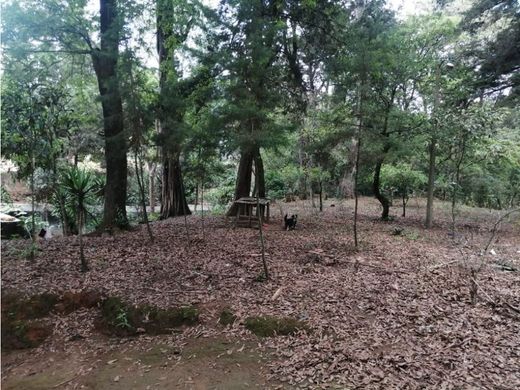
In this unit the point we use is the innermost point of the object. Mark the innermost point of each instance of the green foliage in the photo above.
(122, 319)
(78, 188)
(269, 326)
(402, 179)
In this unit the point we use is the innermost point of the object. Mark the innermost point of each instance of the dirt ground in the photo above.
(410, 308)
(204, 363)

Problem requirements: Copy out all the data without changing anything, and drop the pictures.

Written answer:
In this unit the point we use is the innermost point of the object. Mark the innermost point of each instance of the green foliage in the photo above.
(122, 319)
(78, 188)
(269, 326)
(402, 179)
In this unit the point we use is the innermost point of the object. Mark the innermost point of each instance of the dirt ground in the photo above.
(410, 308)
(204, 363)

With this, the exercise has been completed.